[Items from a data source]
+ + + + + + +

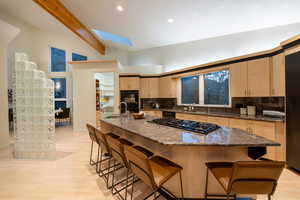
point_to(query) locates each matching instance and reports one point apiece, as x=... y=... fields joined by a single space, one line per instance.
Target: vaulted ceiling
x=145 y=22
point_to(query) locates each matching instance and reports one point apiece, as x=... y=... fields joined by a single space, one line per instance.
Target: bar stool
x=245 y=177
x=117 y=150
x=154 y=172
x=91 y=131
x=105 y=155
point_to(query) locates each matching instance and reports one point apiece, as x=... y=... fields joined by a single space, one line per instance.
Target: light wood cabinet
x=129 y=83
x=278 y=75
x=251 y=78
x=259 y=74
x=149 y=87
x=271 y=130
x=197 y=118
x=238 y=79
x=221 y=121
x=167 y=87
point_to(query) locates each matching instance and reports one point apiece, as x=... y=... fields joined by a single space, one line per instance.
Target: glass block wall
x=34 y=120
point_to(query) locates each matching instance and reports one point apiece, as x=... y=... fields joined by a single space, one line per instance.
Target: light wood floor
x=69 y=177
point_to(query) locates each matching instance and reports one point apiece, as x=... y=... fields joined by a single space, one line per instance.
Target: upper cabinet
x=167 y=87
x=251 y=78
x=278 y=75
x=238 y=79
x=129 y=83
x=149 y=87
x=259 y=74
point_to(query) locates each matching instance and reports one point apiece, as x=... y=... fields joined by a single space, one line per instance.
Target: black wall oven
x=131 y=97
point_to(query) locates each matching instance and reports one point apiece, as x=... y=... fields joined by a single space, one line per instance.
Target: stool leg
x=91 y=154
x=99 y=165
x=113 y=176
x=206 y=183
x=181 y=187
x=127 y=174
x=97 y=160
x=132 y=187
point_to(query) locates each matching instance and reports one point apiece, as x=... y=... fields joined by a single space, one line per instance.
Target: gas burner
x=198 y=127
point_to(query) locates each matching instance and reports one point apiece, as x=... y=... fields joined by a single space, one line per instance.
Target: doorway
x=105 y=96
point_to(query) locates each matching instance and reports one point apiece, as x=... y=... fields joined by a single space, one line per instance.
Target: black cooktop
x=188 y=125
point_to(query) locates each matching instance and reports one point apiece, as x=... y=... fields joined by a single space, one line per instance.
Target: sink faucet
x=126 y=111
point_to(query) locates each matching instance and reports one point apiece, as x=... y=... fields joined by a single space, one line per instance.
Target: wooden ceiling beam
x=60 y=12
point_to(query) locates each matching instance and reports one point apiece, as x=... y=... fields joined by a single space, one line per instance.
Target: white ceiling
x=145 y=21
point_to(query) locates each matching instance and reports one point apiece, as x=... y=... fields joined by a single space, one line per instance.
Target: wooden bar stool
x=154 y=172
x=91 y=130
x=117 y=151
x=105 y=155
x=245 y=177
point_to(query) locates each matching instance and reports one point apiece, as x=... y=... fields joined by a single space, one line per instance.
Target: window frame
x=201 y=90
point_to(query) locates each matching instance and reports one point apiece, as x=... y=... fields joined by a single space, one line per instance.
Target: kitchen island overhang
x=190 y=150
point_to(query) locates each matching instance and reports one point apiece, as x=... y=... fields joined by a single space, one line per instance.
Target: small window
x=210 y=89
x=58 y=60
x=60 y=104
x=60 y=90
x=216 y=88
x=190 y=90
x=78 y=57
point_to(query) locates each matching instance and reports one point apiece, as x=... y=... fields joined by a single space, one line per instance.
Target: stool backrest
x=255 y=177
x=91 y=130
x=102 y=141
x=117 y=150
x=139 y=164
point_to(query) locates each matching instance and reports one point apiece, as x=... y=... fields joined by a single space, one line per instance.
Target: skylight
x=114 y=38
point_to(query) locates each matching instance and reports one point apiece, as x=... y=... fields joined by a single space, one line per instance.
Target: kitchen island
x=188 y=149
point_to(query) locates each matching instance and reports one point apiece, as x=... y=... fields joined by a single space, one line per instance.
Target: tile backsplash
x=261 y=103
x=164 y=103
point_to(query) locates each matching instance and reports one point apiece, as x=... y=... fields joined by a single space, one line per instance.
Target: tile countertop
x=223 y=136
x=228 y=115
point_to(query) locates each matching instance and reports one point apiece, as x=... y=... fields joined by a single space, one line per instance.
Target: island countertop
x=224 y=136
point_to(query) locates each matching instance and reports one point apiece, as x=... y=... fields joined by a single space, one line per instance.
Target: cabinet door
x=218 y=120
x=278 y=75
x=259 y=71
x=167 y=87
x=238 y=79
x=239 y=123
x=267 y=130
x=129 y=83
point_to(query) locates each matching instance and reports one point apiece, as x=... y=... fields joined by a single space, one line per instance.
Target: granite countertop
x=228 y=115
x=223 y=136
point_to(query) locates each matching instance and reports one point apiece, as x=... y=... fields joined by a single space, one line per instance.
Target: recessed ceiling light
x=119 y=8
x=170 y=20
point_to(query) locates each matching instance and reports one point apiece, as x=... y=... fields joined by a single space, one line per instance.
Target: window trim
x=201 y=90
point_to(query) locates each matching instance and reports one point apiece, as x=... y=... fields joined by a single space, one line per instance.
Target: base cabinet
x=271 y=130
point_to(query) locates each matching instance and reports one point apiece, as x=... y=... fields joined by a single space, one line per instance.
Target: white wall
x=203 y=51
x=7 y=33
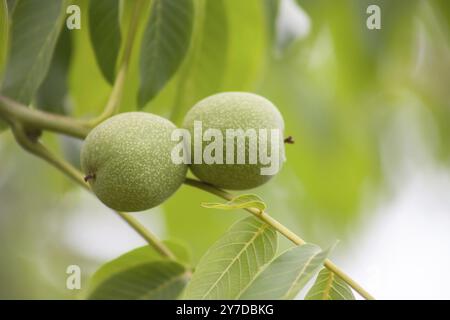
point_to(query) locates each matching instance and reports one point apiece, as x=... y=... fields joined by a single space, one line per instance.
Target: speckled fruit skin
x=234 y=110
x=129 y=159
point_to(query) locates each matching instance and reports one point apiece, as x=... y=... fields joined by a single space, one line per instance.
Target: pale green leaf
x=4 y=34
x=233 y=261
x=203 y=72
x=329 y=286
x=51 y=96
x=34 y=31
x=164 y=44
x=240 y=202
x=105 y=35
x=158 y=280
x=287 y=274
x=142 y=274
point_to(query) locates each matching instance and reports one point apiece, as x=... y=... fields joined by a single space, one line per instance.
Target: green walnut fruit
x=127 y=161
x=236 y=110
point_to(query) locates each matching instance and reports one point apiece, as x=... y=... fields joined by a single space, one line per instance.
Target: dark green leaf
x=164 y=45
x=291 y=271
x=34 y=31
x=52 y=93
x=329 y=286
x=105 y=35
x=233 y=261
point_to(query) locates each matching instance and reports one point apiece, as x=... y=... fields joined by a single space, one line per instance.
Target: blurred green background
x=369 y=111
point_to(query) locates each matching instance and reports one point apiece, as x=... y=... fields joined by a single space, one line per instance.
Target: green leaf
x=290 y=270
x=203 y=72
x=329 y=286
x=240 y=202
x=158 y=280
x=4 y=34
x=164 y=44
x=51 y=96
x=34 y=31
x=142 y=274
x=233 y=261
x=105 y=35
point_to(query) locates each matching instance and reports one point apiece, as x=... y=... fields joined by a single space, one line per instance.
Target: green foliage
x=105 y=35
x=233 y=261
x=242 y=201
x=164 y=45
x=292 y=270
x=329 y=286
x=141 y=274
x=336 y=87
x=4 y=35
x=53 y=91
x=34 y=31
x=127 y=161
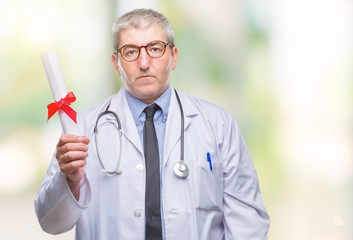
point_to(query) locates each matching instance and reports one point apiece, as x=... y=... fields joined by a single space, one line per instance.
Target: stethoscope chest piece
x=181 y=169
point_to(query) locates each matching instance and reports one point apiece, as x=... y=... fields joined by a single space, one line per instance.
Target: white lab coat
x=224 y=203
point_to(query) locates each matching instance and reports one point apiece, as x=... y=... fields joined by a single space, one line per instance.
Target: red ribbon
x=63 y=104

+ + + + + + +

Extract all the entries word for word; omit any pictures.

- Task solution:
point_to(query) locates each matching instance and reports one point apiece, as x=... y=... fields joined by a single space, one line per instance.
Target: vaulted ceiling
x=145 y=22
point_to(query) locates each matching instance and reports one point apiece, as x=... y=... fields joined by a single space, one line per instance.
Target: bar stool
x=245 y=177
x=117 y=150
x=154 y=172
x=91 y=131
x=105 y=155
point_to(query) locates each matching instance and reports one point apiece, as x=... y=... fields joined by a single space, one line per instance.
Target: light wood cabinet
x=129 y=83
x=278 y=75
x=251 y=78
x=259 y=74
x=149 y=87
x=271 y=130
x=197 y=118
x=238 y=79
x=221 y=121
x=167 y=87
point_to(query) locates each matching instance and reports one point apiece, as x=... y=... fields joined by a single space, one line per instance.
Target: glass block wall
x=34 y=120
point_to(query) locates each matching instance and reports one point apiece, as x=... y=... fields joined by a single space, one line per instance.
Target: light wood floor
x=69 y=177
point_to(query) locates each matching instance and reports one point apiece, as x=... y=... fields joined by a single space, one line per instance.
Target: upper cabinet
x=167 y=87
x=251 y=78
x=278 y=75
x=238 y=79
x=129 y=83
x=149 y=87
x=259 y=74
point_to(query) locates each matching instance and reports one point apiece, as x=... y=... fields joined by a single space, one line per instance.
Target: black wall oven
x=131 y=97
point_to(query) locates each matching instance and reports one point apiece, as x=... y=... fields joined by a single space, one line per instance.
Target: stool leg
x=91 y=154
x=99 y=165
x=113 y=176
x=206 y=183
x=181 y=187
x=127 y=174
x=97 y=160
x=132 y=187
point_to(query) locates each matching instance and reports one point apiece, as x=... y=... fields joined by a single space, one line per instance.
Target: gas burner
x=198 y=127
point_to(query) locates each matching instance and reports one point apiece, as x=... y=... fields joined by a single space, one line per instance.
Target: doorway
x=105 y=96
point_to(query) locates each matching instance and reports one point apiece, as x=... y=... fields joined by a single space, one line per instance.
Target: black cooktop
x=188 y=125
point_to(query) locates each matching instance and reports one point apiece, as x=... y=... fields joined by a single space, one line per instance.
Target: sink faucet
x=126 y=111
point_to(query) locates each matching instance and reports one point apiece, as x=... y=... fields joined by a single space, one line per instance.
Target: wooden ceiling beam
x=60 y=12
point_to(query) locates each matching instance and reports one point apiece, as x=... y=... fields joined by a single space, one line per instance.
Target: white ceiling
x=145 y=21
point_to(query) locates each matching instance and reports one point apiece, as x=... y=... fields joined by a single space, one line per instance.
Target: wooden bar stool
x=154 y=172
x=91 y=130
x=117 y=151
x=105 y=155
x=245 y=177
point_to(query) locates each matching instance and reports one point apiece, as x=... y=... fields joined by a single space, one line per instance.
Target: window frame
x=201 y=90
point_to(query) locates each matching instance and reports one point apiece, as x=... y=... fields joined by a single space, one line per instance.
Target: kitchen island overhang
x=190 y=150
point_to(query) locates each matching instance and reports one point apiece, as x=... y=... fields joined by a single space, one line per instance.
Target: small window
x=210 y=89
x=58 y=60
x=60 y=104
x=60 y=90
x=216 y=88
x=190 y=90
x=78 y=57
point_to(query) locates each matching instance and reports one point apiece, as x=... y=... fields joined by a single space, one line per instance.
Target: stool backrest
x=255 y=177
x=91 y=130
x=102 y=141
x=117 y=150
x=139 y=164
point_to(query) locates each matching instance and reports one point apiece, as x=... y=... fields joined by a single space, one line per instance.
Target: skylight
x=114 y=38
point_to(query) locates each matching instance and reports one point apiece, as x=... y=... fields joined by a single space, one line per instance.
Target: kitchen island
x=188 y=149
point_to(query) locates each matching instance and reports one point apiece, as x=... y=... fields joined by a single space, one line per instance.
Target: tile backsplash
x=261 y=103
x=164 y=103
point_to(query) locates each matching instance and reports one point apiece, as x=... y=... fields joined by a single space, one line per instance.
Target: tile countertop
x=223 y=136
x=228 y=115
point_to(query) locates each matching instance and reports one point apiece, as x=... y=... fields joined by a single space, one line per instance.
Target: island countertop
x=224 y=136
point_to(query) locates each matching instance and reports one point apiece, as x=... y=... fields joined by a single space, one line per instance.
Target: cabinet door
x=218 y=120
x=278 y=75
x=259 y=71
x=167 y=87
x=238 y=79
x=239 y=123
x=267 y=130
x=129 y=83
point_to(query) locates each matching instance and reports one point apiece, as x=... y=... fields joined by a single space, one line per instance.
Target: granite countertop
x=228 y=115
x=223 y=136
point_to(query) locates each matching instance and reports one point apiece, as x=... y=... fields joined by a single space, one line per instance.
Target: recessed ceiling light
x=119 y=8
x=170 y=20
point_to(query) locates each matching instance and reports one point apiece, as x=... y=... fields joined by a single space, one line per instance.
Target: window trim
x=201 y=90
point_to(query) locates each matching instance and reports one point apiece, as x=... y=... fields joined by a single space, one line per instance.
Target: base cabinet
x=271 y=130
point_to(query) locates each matching instance and reports one point apiece, as x=... y=... fields joined by a single space, one line per instance.
Target: white wall
x=203 y=51
x=7 y=33
point_to(query) locates each matching instance and reports one point apiece, as x=... y=... fields joined by a single space, one line per instance.
Target: speckled fruit skin
x=234 y=110
x=129 y=159
point_to(query) locates each matching instance and reports one point apiece, as x=... y=... fields joined by a single space, one line per instance.
Target: pale green leaf
x=4 y=34
x=233 y=261
x=203 y=72
x=329 y=286
x=51 y=96
x=34 y=31
x=164 y=44
x=240 y=202
x=105 y=35
x=158 y=280
x=287 y=274
x=142 y=274
point_to(query) locates each matching instance and reports one point apiece, as x=... y=... fields joined by a single space, one line per instance.
Target: green walnut fruit
x=127 y=161
x=236 y=110
point_to(query) locates each matching instance and reports one point apiece, as x=... y=... fields joined by a single space, one line per instance.
Target: dark green leaf
x=164 y=45
x=291 y=271
x=34 y=31
x=52 y=93
x=329 y=286
x=105 y=35
x=233 y=261
point_to(query) locates each matching instance and reports one point apiece, as x=... y=... fields joined by a single space, one line per instance.
Target: blurred green background
x=369 y=111
point_to(query) locates each matching instance and reports one point apiece, as x=... y=... fields joined by a single space, one line per instance.
Target: green leaf
x=290 y=270
x=203 y=72
x=329 y=286
x=240 y=202
x=158 y=280
x=4 y=34
x=164 y=44
x=51 y=96
x=34 y=31
x=142 y=274
x=233 y=261
x=105 y=35
point_to(query) locates each matching instance and reports one point apiece, as x=... y=... fields joined by a single space, one line per instance.
Target: green foliage
x=105 y=35
x=233 y=261
x=242 y=201
x=164 y=45
x=292 y=270
x=329 y=286
x=141 y=274
x=336 y=87
x=4 y=35
x=53 y=91
x=34 y=31
x=127 y=161
point_to(query) locates each matching instance and reports one point apiece, as x=... y=... fields joined by a single space, one line per instance.
Target: stethoscope chest piece
x=181 y=169
point_to(query) locates each matching instance and reports one point apiece, as x=... y=... fields joined by a single space, one line per instance.
Target: white lab coat
x=224 y=203
point_to(query) locates each matching instance and reports one point apiece, as x=... y=... fields joined by a single space, one line per instance.
Target: red ribbon
x=63 y=104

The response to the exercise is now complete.